Extracted records:
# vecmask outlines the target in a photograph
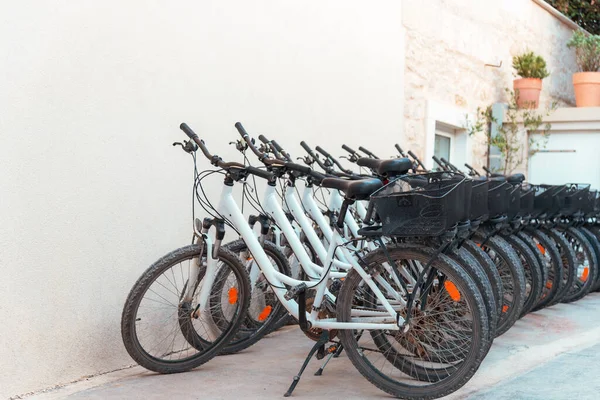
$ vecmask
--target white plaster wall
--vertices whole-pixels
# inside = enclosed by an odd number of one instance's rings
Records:
[[[515,78],[512,56],[525,50],[542,55],[551,73],[543,82],[540,108],[552,101],[574,105],[575,57],[566,47],[572,30],[532,0],[403,0],[402,21],[404,146],[419,156],[432,152],[425,140],[427,101],[459,107],[464,114],[506,102],[504,88],[512,89]],[[500,61],[500,68],[485,66]],[[473,165],[485,165],[484,138],[473,138],[472,148]]]
[[[293,154],[402,141],[400,7],[2,2],[0,398],[131,363],[125,297],[191,237],[180,122],[230,159],[237,120]]]

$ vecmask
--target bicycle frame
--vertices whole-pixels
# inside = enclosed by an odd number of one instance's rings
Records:
[[[223,215],[227,219],[229,219],[233,226],[240,232],[240,235],[246,246],[252,253],[252,256],[260,270],[264,274],[267,281],[273,288],[273,291],[279,301],[283,304],[283,306],[295,317],[298,318],[299,309],[298,304],[293,300],[287,300],[285,298],[285,294],[287,293],[287,288],[284,284],[290,286],[297,286],[300,284],[305,284],[308,288],[316,289],[315,299],[313,303],[312,311],[307,313],[307,321],[310,322],[311,326],[314,328],[321,329],[389,329],[389,330],[398,330],[400,326],[404,324],[404,318],[402,318],[398,314],[398,310],[402,309],[406,306],[405,300],[402,298],[401,294],[397,292],[397,290],[393,289],[391,285],[389,285],[378,273],[374,273],[373,275],[367,273],[360,264],[354,259],[354,257],[350,256],[348,250],[343,246],[345,239],[339,233],[339,231],[334,230],[332,240],[329,244],[329,248],[325,254],[325,257],[322,258],[323,264],[325,268],[320,267],[314,264],[309,255],[304,250],[300,239],[295,234],[291,224],[287,220],[283,209],[281,208],[278,202],[278,196],[276,194],[276,189],[274,186],[267,186],[266,193],[264,196],[264,208],[269,214],[271,214],[276,221],[278,221],[279,228],[284,233],[286,239],[288,240],[292,250],[296,253],[296,257],[298,257],[301,264],[309,266],[309,268],[315,272],[318,272],[318,283],[315,284],[314,281],[302,281],[291,278],[279,271],[271,264],[267,254],[264,252],[260,242],[250,226],[248,225],[244,215],[241,213],[233,195],[232,195],[233,187],[225,184],[223,186],[223,191],[221,193],[221,199],[219,201],[219,206],[217,212],[220,215]],[[292,193],[293,195],[293,193]],[[296,200],[295,196],[289,196],[289,199],[286,196],[286,200],[291,200],[288,202],[288,207],[294,212],[298,212],[301,210],[301,206]],[[303,226],[304,223],[307,223],[309,220],[305,215],[302,215],[305,221],[300,218],[299,224]],[[312,230],[312,229],[311,229]],[[314,230],[305,231],[306,234],[311,235],[316,234]],[[202,283],[202,287],[200,289],[199,295],[199,311],[204,312],[208,306],[208,298],[210,295],[211,287],[214,283],[214,278],[218,269],[217,259],[213,257],[212,249],[215,240],[208,234],[208,232],[204,231],[201,233],[202,238],[204,240],[204,246],[207,248],[207,267],[206,273],[204,276],[204,281]],[[317,237],[318,239],[318,237]],[[314,240],[314,238],[313,238]],[[348,263],[341,262],[334,259],[334,252],[336,248],[339,247],[339,250],[342,251]],[[325,293],[327,290],[327,281],[334,274],[331,271],[331,268],[328,266],[336,266],[340,269],[349,270],[354,268],[357,273],[364,279],[366,284],[372,290],[373,294],[377,297],[380,302],[380,305],[383,307],[382,311],[368,311],[368,310],[352,310],[352,320],[351,322],[338,322],[335,318],[326,318],[319,319],[318,318],[318,309],[323,303],[323,299],[325,297]],[[343,274],[345,275],[345,274]],[[381,290],[377,287],[374,280],[379,282],[382,286],[384,286],[385,290],[389,294],[394,294],[393,305],[388,301],[388,299],[383,295]],[[193,286],[190,285],[189,292],[192,292],[191,289]],[[193,295],[193,293],[186,293],[186,295]],[[395,306],[395,307],[394,307]]]

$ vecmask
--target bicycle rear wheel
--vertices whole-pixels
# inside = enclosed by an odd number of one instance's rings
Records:
[[[163,374],[188,371],[216,356],[236,333],[250,303],[250,281],[231,251],[221,248],[217,258],[219,280],[211,289],[222,285],[224,290],[212,290],[209,302],[222,308],[221,320],[210,309],[196,312],[206,272],[206,252],[201,255],[197,244],[159,259],[135,283],[123,309],[121,335],[142,367]],[[184,294],[194,281],[192,301],[186,302]]]

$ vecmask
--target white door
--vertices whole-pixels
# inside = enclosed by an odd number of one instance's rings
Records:
[[[528,169],[531,183],[589,183],[600,189],[600,132],[552,132]]]

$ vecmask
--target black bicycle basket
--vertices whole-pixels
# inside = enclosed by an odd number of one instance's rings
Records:
[[[596,198],[598,197],[597,190],[590,190],[585,198],[584,205],[581,209],[587,217],[594,217],[596,214]]]
[[[440,236],[469,215],[467,182],[453,172],[406,175],[373,193],[369,208],[384,235]]]
[[[488,214],[488,190],[489,182],[487,179],[475,178],[473,180],[473,188],[471,189],[471,207],[469,219],[476,220],[484,219]]]
[[[552,217],[558,214],[564,204],[565,185],[535,185],[535,199],[533,201],[533,216]]]
[[[535,200],[535,190],[536,187],[534,185],[530,185],[528,183],[524,183],[521,186],[521,209],[519,211],[519,215],[527,216],[533,214],[533,202]]]
[[[508,184],[508,210],[509,219],[515,218],[521,211],[521,184]]]
[[[560,214],[564,216],[571,216],[578,212],[581,212],[585,207],[588,194],[590,192],[590,185],[582,183],[569,183],[565,190],[564,204],[560,209]]]
[[[488,187],[488,210],[490,217],[504,215],[508,211],[510,185],[504,178],[490,178]]]

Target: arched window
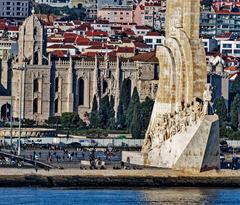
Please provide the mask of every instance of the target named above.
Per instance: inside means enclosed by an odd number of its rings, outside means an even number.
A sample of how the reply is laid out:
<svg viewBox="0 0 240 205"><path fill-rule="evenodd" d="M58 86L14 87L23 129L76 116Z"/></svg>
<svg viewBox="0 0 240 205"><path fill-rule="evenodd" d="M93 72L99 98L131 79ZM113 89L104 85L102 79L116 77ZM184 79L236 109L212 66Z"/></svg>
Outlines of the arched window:
<svg viewBox="0 0 240 205"><path fill-rule="evenodd" d="M127 79L127 90L126 90L126 92L129 95L129 97L131 98L132 81L129 78Z"/></svg>
<svg viewBox="0 0 240 205"><path fill-rule="evenodd" d="M108 88L108 83L107 83L107 81L104 80L104 81L103 81L103 94L106 93L107 88Z"/></svg>
<svg viewBox="0 0 240 205"><path fill-rule="evenodd" d="M55 100L55 113L58 113L58 99Z"/></svg>
<svg viewBox="0 0 240 205"><path fill-rule="evenodd" d="M159 66L154 65L154 80L159 80Z"/></svg>
<svg viewBox="0 0 240 205"><path fill-rule="evenodd" d="M33 92L38 92L38 79L33 80Z"/></svg>
<svg viewBox="0 0 240 205"><path fill-rule="evenodd" d="M33 113L38 113L38 99L33 100Z"/></svg>
<svg viewBox="0 0 240 205"><path fill-rule="evenodd" d="M80 78L78 80L78 105L84 105L84 80Z"/></svg>
<svg viewBox="0 0 240 205"><path fill-rule="evenodd" d="M38 51L34 52L33 64L38 65Z"/></svg>
<svg viewBox="0 0 240 205"><path fill-rule="evenodd" d="M58 84L59 84L58 79L59 79L58 77L55 78L55 92L58 92Z"/></svg>
<svg viewBox="0 0 240 205"><path fill-rule="evenodd" d="M11 105L6 103L1 107L1 119L7 120L11 115Z"/></svg>

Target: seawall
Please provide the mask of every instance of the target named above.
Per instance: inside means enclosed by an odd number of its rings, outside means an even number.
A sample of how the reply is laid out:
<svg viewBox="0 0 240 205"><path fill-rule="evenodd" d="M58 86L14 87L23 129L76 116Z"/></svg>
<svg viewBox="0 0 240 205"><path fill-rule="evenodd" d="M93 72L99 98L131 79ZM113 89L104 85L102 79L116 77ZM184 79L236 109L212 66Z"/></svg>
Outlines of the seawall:
<svg viewBox="0 0 240 205"><path fill-rule="evenodd" d="M240 171L0 169L0 187L240 187Z"/></svg>

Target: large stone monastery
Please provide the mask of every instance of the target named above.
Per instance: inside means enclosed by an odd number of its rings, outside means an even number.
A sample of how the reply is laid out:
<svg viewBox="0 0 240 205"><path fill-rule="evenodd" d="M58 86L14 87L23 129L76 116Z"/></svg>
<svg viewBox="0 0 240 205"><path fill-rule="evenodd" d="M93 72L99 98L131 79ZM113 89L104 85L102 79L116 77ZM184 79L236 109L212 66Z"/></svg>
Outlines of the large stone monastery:
<svg viewBox="0 0 240 205"><path fill-rule="evenodd" d="M82 117L91 110L94 95L114 96L117 109L121 84L138 88L140 99L155 97L159 63L154 52L131 58L114 56L57 58L46 52L46 33L36 15L19 31L18 54L0 59L1 119L21 116L44 121L64 112ZM12 98L11 98L12 96Z"/></svg>

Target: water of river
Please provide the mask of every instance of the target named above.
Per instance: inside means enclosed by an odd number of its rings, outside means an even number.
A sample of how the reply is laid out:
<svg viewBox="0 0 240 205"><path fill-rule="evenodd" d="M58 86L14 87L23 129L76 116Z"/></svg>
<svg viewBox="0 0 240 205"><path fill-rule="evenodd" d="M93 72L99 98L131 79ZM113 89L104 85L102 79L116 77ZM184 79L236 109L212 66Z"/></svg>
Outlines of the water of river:
<svg viewBox="0 0 240 205"><path fill-rule="evenodd" d="M237 205L240 189L0 188L0 205Z"/></svg>

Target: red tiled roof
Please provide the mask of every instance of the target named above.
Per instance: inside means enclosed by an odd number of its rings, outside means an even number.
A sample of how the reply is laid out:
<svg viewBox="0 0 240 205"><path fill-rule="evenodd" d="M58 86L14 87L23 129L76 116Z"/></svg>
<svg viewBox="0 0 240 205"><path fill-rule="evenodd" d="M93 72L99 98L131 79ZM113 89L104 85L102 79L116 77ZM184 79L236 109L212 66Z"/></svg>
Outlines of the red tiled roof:
<svg viewBox="0 0 240 205"><path fill-rule="evenodd" d="M0 24L0 30L19 31L17 26Z"/></svg>
<svg viewBox="0 0 240 205"><path fill-rule="evenodd" d="M88 49L114 49L114 46L111 46L111 45L106 45L106 44L102 44L102 45L93 45L91 46L90 48Z"/></svg>
<svg viewBox="0 0 240 205"><path fill-rule="evenodd" d="M122 33L125 33L128 36L135 36L135 33L133 30L129 29L129 30L125 30Z"/></svg>
<svg viewBox="0 0 240 205"><path fill-rule="evenodd" d="M104 56L104 53L99 53L99 52L85 52L85 53L82 53L80 56L83 56L83 57Z"/></svg>
<svg viewBox="0 0 240 205"><path fill-rule="evenodd" d="M1 25L0 24L0 30L6 30L7 29L7 26L6 25Z"/></svg>
<svg viewBox="0 0 240 205"><path fill-rule="evenodd" d="M100 30L87 31L87 32L86 32L86 35L87 35L87 36L104 36L104 37L107 37L107 36L108 36L107 32L100 31Z"/></svg>
<svg viewBox="0 0 240 205"><path fill-rule="evenodd" d="M147 45L146 43L142 43L142 42L134 42L134 46L136 48L150 48L149 45Z"/></svg>
<svg viewBox="0 0 240 205"><path fill-rule="evenodd" d="M161 36L161 33L158 31L149 31L146 36Z"/></svg>
<svg viewBox="0 0 240 205"><path fill-rule="evenodd" d="M48 49L51 48L51 49L57 49L57 48L61 48L61 49L74 49L76 48L75 46L73 45L59 45L59 44L53 44L51 46L48 46L47 47Z"/></svg>
<svg viewBox="0 0 240 205"><path fill-rule="evenodd" d="M76 44L88 44L89 42L90 40L88 38L84 38L82 36L77 36L77 38L75 39Z"/></svg>
<svg viewBox="0 0 240 205"><path fill-rule="evenodd" d="M96 41L90 41L89 45L95 46L95 45L102 45L101 42L96 42Z"/></svg>
<svg viewBox="0 0 240 205"><path fill-rule="evenodd" d="M87 31L87 30L90 30L90 29L91 29L91 26L89 24L84 23L80 26L75 27L73 30L75 30L75 31Z"/></svg>
<svg viewBox="0 0 240 205"><path fill-rule="evenodd" d="M69 32L65 32L63 34L64 38L76 38L78 35L76 33L69 33Z"/></svg>
<svg viewBox="0 0 240 205"><path fill-rule="evenodd" d="M138 30L150 30L151 28L148 26L135 26L136 29Z"/></svg>
<svg viewBox="0 0 240 205"><path fill-rule="evenodd" d="M234 14L234 15L240 15L240 12L216 11L216 14Z"/></svg>
<svg viewBox="0 0 240 205"><path fill-rule="evenodd" d="M56 39L56 38L48 38L47 39L48 43L59 43L59 42L63 42L62 39Z"/></svg>
<svg viewBox="0 0 240 205"><path fill-rule="evenodd" d="M118 53L135 53L134 47L118 47L117 48Z"/></svg>
<svg viewBox="0 0 240 205"><path fill-rule="evenodd" d="M52 55L56 56L56 57L66 57L67 56L67 51L63 51L63 50L55 50L53 52L51 52Z"/></svg>
<svg viewBox="0 0 240 205"><path fill-rule="evenodd" d="M74 25L81 25L82 22L80 20L73 20L72 21Z"/></svg>
<svg viewBox="0 0 240 205"><path fill-rule="evenodd" d="M131 41L131 39L124 38L124 39L122 40L122 42L123 42L123 43L131 43L132 41Z"/></svg>
<svg viewBox="0 0 240 205"><path fill-rule="evenodd" d="M7 24L7 20L6 19L0 19L0 24L6 25Z"/></svg>
<svg viewBox="0 0 240 205"><path fill-rule="evenodd" d="M63 42L64 43L74 43L75 42L76 37L73 38L64 38Z"/></svg>
<svg viewBox="0 0 240 205"><path fill-rule="evenodd" d="M155 52L147 52L147 53L142 53L135 55L130 58L132 61L140 61L140 62L154 62L158 63L158 58L156 57Z"/></svg>
<svg viewBox="0 0 240 205"><path fill-rule="evenodd" d="M224 70L238 71L239 69L237 67L235 67L235 66L231 66L231 67L225 68Z"/></svg>

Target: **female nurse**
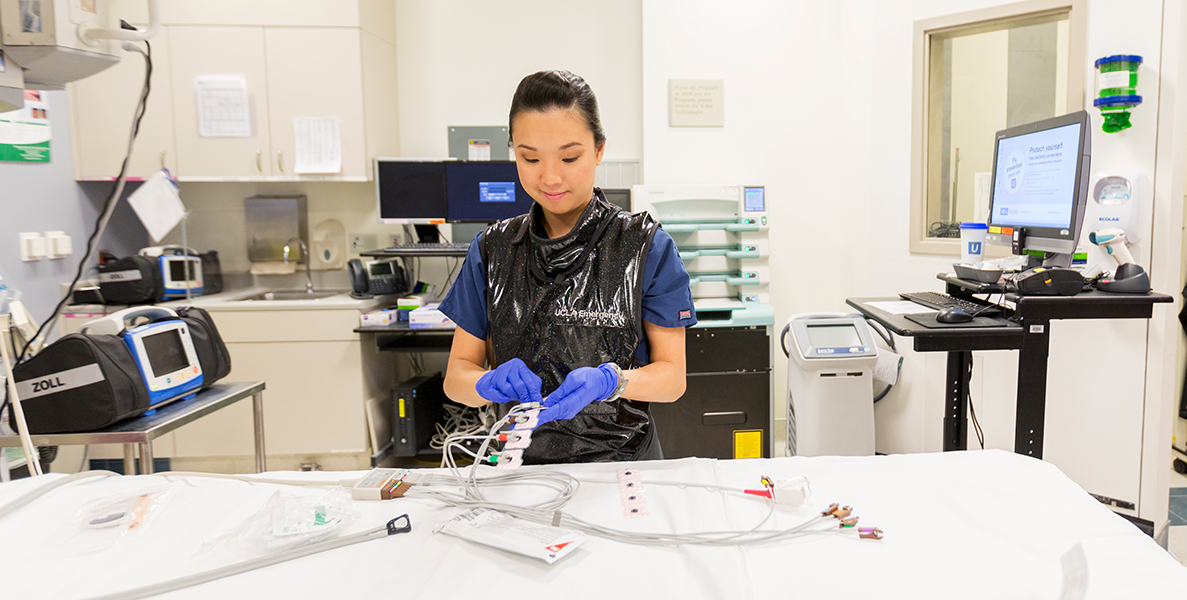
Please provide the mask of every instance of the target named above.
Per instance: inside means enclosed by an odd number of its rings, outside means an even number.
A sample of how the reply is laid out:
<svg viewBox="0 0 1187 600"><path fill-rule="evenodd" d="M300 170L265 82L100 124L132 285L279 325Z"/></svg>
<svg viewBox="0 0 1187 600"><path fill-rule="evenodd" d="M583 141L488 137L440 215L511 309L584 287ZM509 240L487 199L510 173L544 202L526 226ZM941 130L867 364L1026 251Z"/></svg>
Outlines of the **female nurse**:
<svg viewBox="0 0 1187 600"><path fill-rule="evenodd" d="M458 326L445 393L501 413L541 402L525 463L663 458L648 406L684 394L696 323L676 245L594 187L606 135L581 77L525 77L510 139L535 202L474 238L441 305Z"/></svg>

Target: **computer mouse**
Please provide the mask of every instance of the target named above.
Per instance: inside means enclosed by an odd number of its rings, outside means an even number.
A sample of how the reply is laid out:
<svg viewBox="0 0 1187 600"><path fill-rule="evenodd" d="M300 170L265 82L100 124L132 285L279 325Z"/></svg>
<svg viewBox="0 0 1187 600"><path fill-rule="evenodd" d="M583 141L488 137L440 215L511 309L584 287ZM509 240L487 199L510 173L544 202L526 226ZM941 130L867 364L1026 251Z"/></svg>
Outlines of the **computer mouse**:
<svg viewBox="0 0 1187 600"><path fill-rule="evenodd" d="M970 315L959 308L945 308L939 313L936 313L937 323L968 323L972 320L973 315Z"/></svg>

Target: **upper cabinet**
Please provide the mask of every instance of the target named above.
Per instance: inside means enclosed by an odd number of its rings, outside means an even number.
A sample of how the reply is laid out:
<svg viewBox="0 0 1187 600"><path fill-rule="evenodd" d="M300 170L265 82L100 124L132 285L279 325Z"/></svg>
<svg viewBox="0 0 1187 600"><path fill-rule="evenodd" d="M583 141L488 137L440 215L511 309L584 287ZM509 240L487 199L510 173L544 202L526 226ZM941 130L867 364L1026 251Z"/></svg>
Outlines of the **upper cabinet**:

-- What you should do --
The answer is the run of lines above from the line containing "Target: water of river" through the line containing "Target: red tiled roof", copied exactly and alone.

-- Exercise answer --
Target: water of river
Please provide the mask of every instance of the target named above.
Per instance: inside means enclosed by an odd number of its rings, outside means an even number.
A sample of how the reply is laid out:
<svg viewBox="0 0 240 205"><path fill-rule="evenodd" d="M58 86L14 87L23 129L76 116Z"/></svg>
<svg viewBox="0 0 240 205"><path fill-rule="evenodd" d="M93 72L99 98L131 79ZM113 89L104 85L102 79L116 77ZM184 79L236 109L212 66Z"/></svg>
Outlines of the water of river:
<svg viewBox="0 0 240 205"><path fill-rule="evenodd" d="M237 205L240 189L0 188L0 205Z"/></svg>

Target: red tiled roof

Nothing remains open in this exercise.